**SHORT EXERCISE**
Set down each record exactly as written.
─── GIVEN DATA ───
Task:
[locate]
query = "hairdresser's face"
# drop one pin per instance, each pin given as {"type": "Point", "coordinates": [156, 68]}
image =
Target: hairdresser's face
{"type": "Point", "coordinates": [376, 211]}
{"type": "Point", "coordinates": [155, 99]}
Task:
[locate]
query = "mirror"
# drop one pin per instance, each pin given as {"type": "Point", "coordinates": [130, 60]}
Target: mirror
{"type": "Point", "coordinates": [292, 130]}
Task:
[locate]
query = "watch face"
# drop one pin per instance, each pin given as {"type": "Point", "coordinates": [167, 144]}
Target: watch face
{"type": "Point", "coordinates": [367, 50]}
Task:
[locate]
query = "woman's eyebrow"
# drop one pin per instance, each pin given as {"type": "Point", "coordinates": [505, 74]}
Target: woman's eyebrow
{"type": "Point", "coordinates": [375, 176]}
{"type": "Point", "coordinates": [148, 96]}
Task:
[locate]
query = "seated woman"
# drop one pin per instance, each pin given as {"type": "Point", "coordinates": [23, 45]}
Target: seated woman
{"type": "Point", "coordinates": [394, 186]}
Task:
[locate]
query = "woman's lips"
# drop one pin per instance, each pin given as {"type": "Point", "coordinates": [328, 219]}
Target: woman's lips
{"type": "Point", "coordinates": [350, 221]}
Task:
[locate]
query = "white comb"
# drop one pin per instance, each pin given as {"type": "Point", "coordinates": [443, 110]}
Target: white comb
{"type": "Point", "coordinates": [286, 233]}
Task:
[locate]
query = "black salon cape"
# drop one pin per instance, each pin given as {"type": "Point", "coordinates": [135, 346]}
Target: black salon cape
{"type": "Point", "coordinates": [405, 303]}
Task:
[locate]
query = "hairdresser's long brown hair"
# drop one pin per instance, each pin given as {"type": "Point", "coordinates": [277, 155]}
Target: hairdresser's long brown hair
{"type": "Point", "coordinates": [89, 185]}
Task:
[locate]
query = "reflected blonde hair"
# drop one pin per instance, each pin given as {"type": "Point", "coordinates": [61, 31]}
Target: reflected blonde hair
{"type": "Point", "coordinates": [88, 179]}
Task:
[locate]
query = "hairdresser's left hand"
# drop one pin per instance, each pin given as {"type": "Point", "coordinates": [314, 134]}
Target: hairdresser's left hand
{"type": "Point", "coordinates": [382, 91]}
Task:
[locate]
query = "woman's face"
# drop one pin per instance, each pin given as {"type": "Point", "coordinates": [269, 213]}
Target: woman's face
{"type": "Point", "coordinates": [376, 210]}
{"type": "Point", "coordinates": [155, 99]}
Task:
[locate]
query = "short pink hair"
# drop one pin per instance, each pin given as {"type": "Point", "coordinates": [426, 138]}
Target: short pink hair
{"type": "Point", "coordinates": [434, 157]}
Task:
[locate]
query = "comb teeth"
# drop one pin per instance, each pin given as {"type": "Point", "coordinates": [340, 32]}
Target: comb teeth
───
**COMPLETE RESPONSE**
Task:
[locate]
query = "hairdresser's face"
# drop one pin per instance, each pin given as {"type": "Point", "coordinates": [156, 68]}
image =
Target: hairdresser's face
{"type": "Point", "coordinates": [376, 211]}
{"type": "Point", "coordinates": [155, 99]}
Task:
[locate]
query = "mirror"
# drop one pin per instance, each pin given as {"type": "Point", "coordinates": [130, 60]}
Target: mirror
{"type": "Point", "coordinates": [292, 130]}
Task:
[locate]
query = "watch face"
# drop one pin per instance, each pin given as {"type": "Point", "coordinates": [167, 144]}
Target: watch face
{"type": "Point", "coordinates": [367, 50]}
Task:
[locate]
query = "woman's eyebrow"
# drop one pin per instance, each pin given as {"type": "Point", "coordinates": [505, 74]}
Target: woman's eyebrow
{"type": "Point", "coordinates": [375, 176]}
{"type": "Point", "coordinates": [148, 96]}
Task:
[locate]
query = "seated woman"
# drop one pin per instance, each pin given as {"type": "Point", "coordinates": [23, 45]}
Target: seated woman
{"type": "Point", "coordinates": [394, 186]}
Task:
[locate]
query = "woman's lips"
# drop one pin per instance, each pin given as {"type": "Point", "coordinates": [328, 219]}
Target: woman's lips
{"type": "Point", "coordinates": [350, 221]}
Task:
[locate]
query = "white comb"
# drop one pin per instance, each pin given as {"type": "Point", "coordinates": [443, 110]}
Target: white comb
{"type": "Point", "coordinates": [286, 233]}
Task:
[locate]
query = "black salon cape"
# drop one pin per instance, each pin given as {"type": "Point", "coordinates": [135, 346]}
Target: black salon cape
{"type": "Point", "coordinates": [405, 303]}
Task:
[locate]
query = "hairdresser's long brown hair"
# drop one pin per instance, each pin given as {"type": "Point", "coordinates": [277, 155]}
Target: hairdresser's long brown hair
{"type": "Point", "coordinates": [89, 185]}
Task:
[locate]
query = "reflected blonde hair"
# drop one pin per instance, each pin given as {"type": "Point", "coordinates": [61, 31]}
Target: reflected blonde hair
{"type": "Point", "coordinates": [88, 179]}
Task:
[locate]
query = "hairdresser's left hand"
# drop one pin per instance, each pin given as {"type": "Point", "coordinates": [314, 134]}
Target: hairdresser's left hand
{"type": "Point", "coordinates": [382, 91]}
Task:
[locate]
query = "woman's face"
# drop one pin per instance, each pin given as {"type": "Point", "coordinates": [269, 213]}
Target: woman's face
{"type": "Point", "coordinates": [376, 210]}
{"type": "Point", "coordinates": [155, 99]}
Task:
[locate]
query = "short pink hair"
# drop one pin per instance, each pin given as {"type": "Point", "coordinates": [426, 138]}
Target: short pink hair
{"type": "Point", "coordinates": [434, 157]}
Task:
[locate]
query = "comb teeth"
# drop one pin per instance, each pin given as {"type": "Point", "coordinates": [340, 32]}
Target: comb teeth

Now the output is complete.